Work request A –
Answer the following from the passage on airborne molecular contamination below:
(i) According to the passage, why are species such as phosphorus and silicon compounds called refractory compounds?
(ii) What two options does the passage give for flexible air ducts?
(iii) What can happen to contaminant molecules that absorb UV radiation?
Work request B – Resume the passage on airborne molecular contamination below, beginning right after its final line.

Source extract –
===============

Very large organic molecules found in engineered plastics, which can readily condense to form monolayers of thin films, pose a great challenge, especially when they contain not only carbon, hydrogen, and oxygen, but also species such as phosphorus and silicon. In the presence of ozone, such species, which are commonly referred to as refractory compounds not because of their optical nature but because they are difficult to corrode or draw out, can be oxidized to form nonvolatile residues on optical surfaces. Whole classes of compounds used as flame-retardant materials fall into this category. Fortunately they are well known. Hence flame-retardant materials used in flexible air ducts can be manufactured without such compounds, or rigid metal ducting can be used.

The Impact of AMC on Optics. Optical surfaces exposed to potentially harmful species during exposure and idle times must be protected. The absorption of UV radiation by contaminant molecules, especially at shorter wavelengths, can cause the molecules to undergo photodecomposition, resulting in chemical deposition on the optical surfaces of exposure tools.

Figure 2: Absorption spectra of commonly used silicon-containing organics through the range of wavelengths used in IC production fabs.

===============

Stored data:

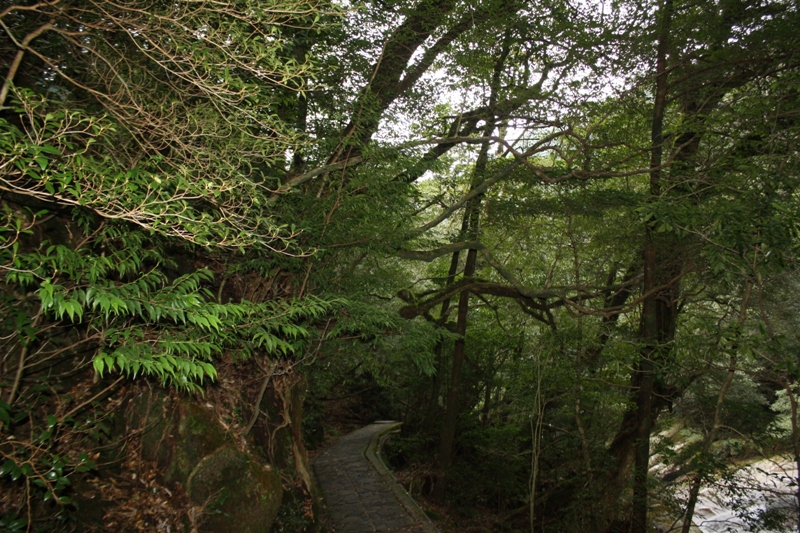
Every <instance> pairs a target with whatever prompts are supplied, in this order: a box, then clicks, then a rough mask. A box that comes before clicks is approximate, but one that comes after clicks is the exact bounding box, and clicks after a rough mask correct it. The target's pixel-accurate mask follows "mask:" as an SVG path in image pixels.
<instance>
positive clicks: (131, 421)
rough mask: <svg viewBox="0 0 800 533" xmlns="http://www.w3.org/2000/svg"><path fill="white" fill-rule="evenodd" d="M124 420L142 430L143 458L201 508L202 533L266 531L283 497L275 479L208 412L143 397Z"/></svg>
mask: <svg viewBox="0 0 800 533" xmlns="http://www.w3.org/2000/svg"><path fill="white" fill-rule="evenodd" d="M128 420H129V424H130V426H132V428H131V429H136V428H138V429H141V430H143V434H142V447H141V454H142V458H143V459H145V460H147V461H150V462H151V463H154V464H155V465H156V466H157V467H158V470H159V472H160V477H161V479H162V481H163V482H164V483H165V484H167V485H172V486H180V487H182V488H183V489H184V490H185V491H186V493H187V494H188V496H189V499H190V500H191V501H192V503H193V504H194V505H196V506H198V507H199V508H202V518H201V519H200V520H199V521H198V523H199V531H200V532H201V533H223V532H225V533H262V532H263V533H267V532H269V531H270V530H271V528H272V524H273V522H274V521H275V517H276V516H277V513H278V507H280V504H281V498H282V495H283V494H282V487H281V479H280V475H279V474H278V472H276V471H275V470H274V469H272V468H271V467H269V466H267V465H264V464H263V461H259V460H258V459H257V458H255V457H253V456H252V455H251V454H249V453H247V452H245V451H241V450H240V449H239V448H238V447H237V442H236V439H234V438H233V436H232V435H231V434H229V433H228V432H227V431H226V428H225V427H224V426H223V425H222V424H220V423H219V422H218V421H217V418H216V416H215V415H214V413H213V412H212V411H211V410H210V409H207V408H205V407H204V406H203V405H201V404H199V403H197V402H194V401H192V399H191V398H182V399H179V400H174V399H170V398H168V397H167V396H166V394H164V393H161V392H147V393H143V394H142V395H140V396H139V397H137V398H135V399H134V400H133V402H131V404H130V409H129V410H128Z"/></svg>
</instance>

===============

Response box A –
(i) They are called refractory compounds because they are difficult to corrode or draw out, not because of their optical nature.
(ii) Flame-retardant materials in flexible air ducts can be manufactured without such compounds, or rigid metal ducting can be used.
(iii) They can undergo photodecomposition, resulting in chemical deposition on the optical surfaces of exposure tools.

Response box B –
In an effort to understand the potential for optical degradation, Extraction commissioned the National Institute of Standards and Technology (NIST; Gaithersburg, MD) to analyze chemical species commonly found in the photobay and determine their ability to interact with exposure radiation. In particular, hexamethyldisilazane (HMDS) and some of its derivatives were examined for their potential to absorb radiation through the range of wavelengths used or soon to be used in production tools.

Figure 2 shows the absorption cross sections of compounds from 160 to 240 nm. In the region of the krypton fluoride (KrF) laser (248 nm), all measured absorption cross sections were far less than 10^–20 cm²/molecule. Absorption increased toward the argon fluoride (ArF) laser wavelength of 193 nm, becoming as high as 3 X 10^–18 cm²/molecule in the case of HMDS and one to two orders of magnitude less than that in the case of hexamethyldisiloxane and trimethylmethoxysilane. Near the fluorine (F₂) laser wavelength of 157 nm, the silicon-containing contaminants under investigation exhibited very strong absorption levels exceeding 10^–17 cm²/molecule.

Notably, these high absorption levels are related to chemical composition, not just to the presence of silicon atoms in the contaminant molecules. Thus, the absorption cross sections of siloxane (SiH₄) are at least two orders of magnitude smaller than those of all other silicon compounds over the entire wavelength range. But because they contain silicon, all of these compounds can leave SiO₂ film deposits on optical surfaces that are difficult, if not impossible, to remove without damaging optical coatings. Silicon-containing solvents are handled so that they do not enter cleanroom air. Nevertheless, because they can be spilled or otherwise released inadvertently, filtration systems must be able to remove them from the cleanroom ambient.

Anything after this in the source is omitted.